• Exercise: The records that follow are to be transcribed word for word.

• Referring expression pointing data:
★ ★ ★

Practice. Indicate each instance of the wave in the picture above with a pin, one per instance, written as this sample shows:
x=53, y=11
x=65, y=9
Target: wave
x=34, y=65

★ ★ ★

• Exercise result:
Practice. Indicate each instance of the wave in the picture above with a pin, one per instance, written as this sample shows:
x=53, y=11
x=65, y=9
Target: wave
x=34, y=65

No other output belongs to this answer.